GOAL OF THE EXERCISE — Copy all records exactly, excluding images.
*** GIVEN ENTRIES
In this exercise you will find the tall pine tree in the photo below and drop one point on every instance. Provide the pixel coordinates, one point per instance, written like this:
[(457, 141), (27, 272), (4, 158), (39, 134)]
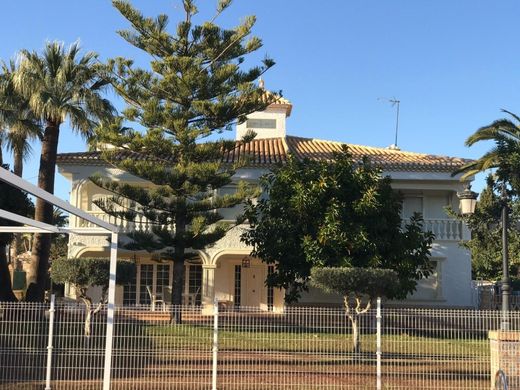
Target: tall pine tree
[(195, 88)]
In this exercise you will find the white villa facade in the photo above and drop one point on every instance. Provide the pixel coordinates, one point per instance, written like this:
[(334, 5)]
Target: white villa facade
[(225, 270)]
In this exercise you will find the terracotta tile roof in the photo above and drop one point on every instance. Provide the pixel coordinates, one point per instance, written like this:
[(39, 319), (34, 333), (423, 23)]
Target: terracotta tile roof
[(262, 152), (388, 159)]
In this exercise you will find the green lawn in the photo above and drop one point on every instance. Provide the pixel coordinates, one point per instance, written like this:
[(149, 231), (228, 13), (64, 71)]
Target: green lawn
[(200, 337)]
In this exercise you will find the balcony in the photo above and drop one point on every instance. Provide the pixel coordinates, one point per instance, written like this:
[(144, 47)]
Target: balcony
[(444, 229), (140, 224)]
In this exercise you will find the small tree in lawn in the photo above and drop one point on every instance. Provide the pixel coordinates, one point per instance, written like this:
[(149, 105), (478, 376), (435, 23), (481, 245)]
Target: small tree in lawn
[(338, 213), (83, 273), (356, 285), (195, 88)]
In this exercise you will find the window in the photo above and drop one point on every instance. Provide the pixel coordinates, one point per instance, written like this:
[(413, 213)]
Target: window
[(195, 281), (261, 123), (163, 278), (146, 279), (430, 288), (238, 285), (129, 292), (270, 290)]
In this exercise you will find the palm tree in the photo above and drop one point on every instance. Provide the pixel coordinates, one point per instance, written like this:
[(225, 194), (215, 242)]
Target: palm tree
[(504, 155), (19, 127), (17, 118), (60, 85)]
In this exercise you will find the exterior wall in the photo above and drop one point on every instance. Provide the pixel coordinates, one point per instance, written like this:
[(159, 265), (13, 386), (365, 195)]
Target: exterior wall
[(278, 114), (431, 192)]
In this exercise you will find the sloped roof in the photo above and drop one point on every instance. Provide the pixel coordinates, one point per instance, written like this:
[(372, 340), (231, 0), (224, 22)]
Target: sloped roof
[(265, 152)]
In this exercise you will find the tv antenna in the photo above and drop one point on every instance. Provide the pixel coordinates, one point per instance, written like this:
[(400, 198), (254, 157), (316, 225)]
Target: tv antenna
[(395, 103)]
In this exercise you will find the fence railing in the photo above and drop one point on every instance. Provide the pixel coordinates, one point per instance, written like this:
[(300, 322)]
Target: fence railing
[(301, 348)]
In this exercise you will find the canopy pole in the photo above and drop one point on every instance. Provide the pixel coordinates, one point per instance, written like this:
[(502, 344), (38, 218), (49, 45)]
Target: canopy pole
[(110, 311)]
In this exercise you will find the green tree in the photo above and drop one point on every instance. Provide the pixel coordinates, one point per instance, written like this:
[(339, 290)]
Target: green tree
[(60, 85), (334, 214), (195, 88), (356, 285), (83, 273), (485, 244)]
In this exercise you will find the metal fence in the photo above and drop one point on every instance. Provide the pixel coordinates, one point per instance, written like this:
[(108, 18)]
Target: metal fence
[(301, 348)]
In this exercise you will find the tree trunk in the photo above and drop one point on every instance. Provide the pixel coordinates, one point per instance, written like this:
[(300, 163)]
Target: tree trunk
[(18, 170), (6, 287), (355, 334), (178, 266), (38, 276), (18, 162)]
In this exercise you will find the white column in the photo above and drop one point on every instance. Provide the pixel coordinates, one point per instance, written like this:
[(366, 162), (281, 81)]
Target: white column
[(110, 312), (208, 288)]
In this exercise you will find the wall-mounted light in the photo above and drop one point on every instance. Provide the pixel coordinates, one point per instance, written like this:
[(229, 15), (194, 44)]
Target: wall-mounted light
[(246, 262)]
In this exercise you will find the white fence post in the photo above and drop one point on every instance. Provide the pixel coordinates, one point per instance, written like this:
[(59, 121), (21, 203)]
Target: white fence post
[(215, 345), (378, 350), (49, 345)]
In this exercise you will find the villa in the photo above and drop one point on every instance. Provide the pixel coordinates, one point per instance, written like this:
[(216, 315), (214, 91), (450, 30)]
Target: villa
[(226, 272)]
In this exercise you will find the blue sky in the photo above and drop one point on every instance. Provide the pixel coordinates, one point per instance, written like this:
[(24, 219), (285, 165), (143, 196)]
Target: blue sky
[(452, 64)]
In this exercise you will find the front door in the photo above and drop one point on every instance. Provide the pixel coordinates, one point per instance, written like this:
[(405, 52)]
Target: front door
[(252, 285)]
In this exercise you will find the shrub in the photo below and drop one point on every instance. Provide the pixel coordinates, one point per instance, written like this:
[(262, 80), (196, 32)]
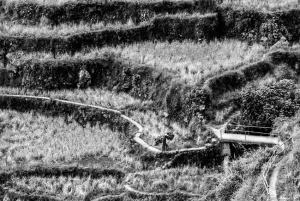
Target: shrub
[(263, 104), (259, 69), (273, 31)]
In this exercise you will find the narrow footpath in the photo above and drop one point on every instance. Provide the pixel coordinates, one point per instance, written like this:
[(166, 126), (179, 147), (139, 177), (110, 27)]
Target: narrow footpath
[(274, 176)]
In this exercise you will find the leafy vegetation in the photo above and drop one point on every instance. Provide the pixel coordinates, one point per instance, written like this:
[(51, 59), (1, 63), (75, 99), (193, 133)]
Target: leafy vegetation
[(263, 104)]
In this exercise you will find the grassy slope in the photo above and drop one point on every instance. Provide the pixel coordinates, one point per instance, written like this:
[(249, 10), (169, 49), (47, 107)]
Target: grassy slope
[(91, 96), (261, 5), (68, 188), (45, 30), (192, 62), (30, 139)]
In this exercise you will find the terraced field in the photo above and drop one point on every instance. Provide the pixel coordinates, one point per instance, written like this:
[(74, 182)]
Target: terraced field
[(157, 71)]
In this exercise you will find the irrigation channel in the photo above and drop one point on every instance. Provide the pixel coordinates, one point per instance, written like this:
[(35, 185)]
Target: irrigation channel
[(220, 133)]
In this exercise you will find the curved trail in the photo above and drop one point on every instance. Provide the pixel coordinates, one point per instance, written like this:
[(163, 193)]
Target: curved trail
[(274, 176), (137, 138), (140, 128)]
******
ANSWER TO THE PROBLEM —
In this exercise you will find the tall pine tree in the photo below and drop one point on every instance. Provide the pixel coordinates, one point per instance, written like this:
[(457, 141), (27, 272), (4, 158), (39, 134)]
Target: tall pine tree
[(195, 88)]
In this exercise you will find the white villa facade in the photo above and drop one point on every instance. Provide the pixel coordinates, one point per instance, written like this:
[(334, 5)]
Target: white villa facade
[(225, 270)]
In this exercise you will find the terracotta tile roof in the photo above and drop one point on every instance. Provide the pixel coordinates, one point per instance, written like this:
[(39, 319), (34, 333), (423, 23)]
Target: terracotta tile roof
[(262, 152), (388, 159)]
In this exercise you will find the green lawn in the photo above and drop one point on every instance. Provide the pixel coordinates, one point per instance, written like this:
[(149, 231), (228, 13), (64, 71)]
Target: green lawn
[(200, 337)]
In this exercise you will find the balcony in the photo above and drop one point on every instance. Provide the pixel coordinates, one point per instance, written like this:
[(144, 47)]
Target: balcony
[(444, 229), (140, 224)]
In this exercise you will find the small tree in lawn in the photo above and drop one point on every instance. Provide the pixel coordinates, one point per instance, written like this:
[(149, 105), (478, 376), (435, 23), (481, 245)]
Target: small tree in lawn
[(338, 213), (83, 273), (356, 285), (195, 88)]
In this exercise you will find the window in the photo above and drop one point on every instance. Provide the pixel coordinates, one point per instance, written like this:
[(413, 213)]
Target: window
[(195, 281), (261, 123), (163, 278), (146, 279), (430, 288), (238, 285), (129, 292), (270, 290)]
In this exercise you will find the palm tree in the photo above and drop one point on every instance. Provide the pixel coordinates, one point per instance, written like this:
[(225, 194), (215, 242)]
Target: palm tree
[(504, 155), (19, 127), (17, 118), (60, 85)]
In this exercise you will find the exterior wall in the photo above and drop one point on every instance. Provide the pixel coordinates, one point per instance, written like this:
[(159, 265), (13, 386), (365, 195)]
Target: exterior wall
[(278, 114), (431, 192)]
In this exercise you will find the sloped roof in the photo above and drop one point on every instance. Provide the pixel coordinates, one point per instance, written like this:
[(372, 340), (231, 0), (224, 22)]
Target: sloped roof
[(265, 152)]
In this exercise you will find the tv antenna in the photo above and drop one point on every instance. Provide the pixel coordinates, one point per instance, written like this:
[(400, 198), (254, 157), (316, 225)]
Target: tv antenna
[(395, 103)]
In this exercise you will find the fence railing in the photo above and drop one point on every instance. Provide the pixel coordinates, one point per instance, written like this:
[(300, 322)]
Target: fence railing
[(301, 348)]
In this exercise you will find the canopy pole in the photo above and drop one point on every instance. Provide the pixel coordinates, one point per instance, written like this:
[(502, 344), (38, 218), (49, 45)]
Target: canopy pole
[(110, 311)]
In this exercise you will find the green tree in the photo above and drop one point on every instance. Provide the pixel coordinates, one point per instance, written like this:
[(339, 290)]
Target: green tree
[(60, 85), (334, 214), (195, 88), (356, 285), (83, 273), (485, 244)]
In this exercise you will find the metal fence in the photo above and drop one point on every instance. Provide the pixel coordinates, one point per instance, written like this:
[(108, 18)]
Target: metal fence
[(301, 348)]
In this exercise you will find the tree trunk in the photo above and drop one point on every instance. Provide the pixel coordinates, one point per instance, written like this:
[(300, 163)]
Target: tree trunk
[(18, 170), (6, 287), (355, 334), (178, 266), (38, 276), (18, 162)]
In this exercise you will find the white column in the photo above and drop one point on every instance. Provide the pixel coordinates, one point per instance, written like this:
[(366, 162), (281, 81)]
Target: white column
[(110, 312), (208, 288)]
In this exercise you will find the wall-mounted light in the photo above and drop one point on every instance. Provide the pixel coordinates, one point per instance, written like this:
[(229, 15), (194, 44)]
Target: wall-mounted light
[(246, 262)]
In this exercise you will find the white fence post in the photo above and drop one point on every instance. Provide the pixel coordinates, one point per instance, written like this:
[(59, 121), (21, 203)]
Target: white fence post
[(215, 345), (378, 350), (49, 345)]
In this exercise you will find the villa in the photo above and drop one point on every instance. Provide the pixel coordinates, one point per instance, written like this:
[(216, 315), (214, 91), (450, 30)]
Target: villa
[(226, 272)]
In this exercise you will find the blue sky in the photo above and drop one point on every instance. Provide the pixel coordinates, one point per instance, written like this:
[(24, 219), (285, 165), (143, 196)]
Target: blue sky
[(452, 64)]
In this exercise you will find the front door in the photo above and drop one point on every instance. Provide the pixel coordinates, one point per instance, written like this:
[(405, 52)]
Target: front door
[(252, 285)]
In this exercise you will find the shrub in the photo below and drop one point on every instance. Provide the pixel coordinates, one point per instance, written like this:
[(262, 80), (196, 32)]
Target: shrub
[(263, 104), (259, 69), (273, 31)]
In this exercise you will find the narrow footpath in the photo above and drop one point on every instance. Provide the pixel coordinates, one point per instance, written like this:
[(166, 126), (179, 147), (139, 177), (110, 27)]
Target: narrow footpath
[(274, 176)]
In this exercise you will find the leafy vegetation in the photo above and drop one point on every instance. Provide the pixel coordinates, one point per instance, written like this:
[(51, 59), (1, 63), (75, 99), (193, 133)]
Target: leafy vegetation
[(263, 104)]
In this exercise you will find the grassy slope in the photo above and drop one point on every instance. Provide the pixel coordinates, one point per instance, written like this:
[(249, 10), (169, 49), (47, 107)]
Target: grassy slope
[(91, 96), (261, 5), (68, 188), (45, 30), (192, 62), (30, 139)]
In this exercise you will find the terraced field in the photo above and drop one point on every instance. Provide the pixel coordinates, one point per instance, written like this:
[(74, 182)]
Target: terraced field
[(157, 71)]
In this exercise you will find the irrigation channel in the photo above and drop one point on every instance. Provide the pixel coordinates, one point per instance, written like this:
[(35, 185)]
Target: irrigation channel
[(220, 133)]
In this exercise you will find the curved trail in the photo above and drop one point on every instance. Provide the pixel coordinates, one point per instance, written like this:
[(163, 193)]
Target: curved trail
[(274, 176), (137, 138), (140, 128)]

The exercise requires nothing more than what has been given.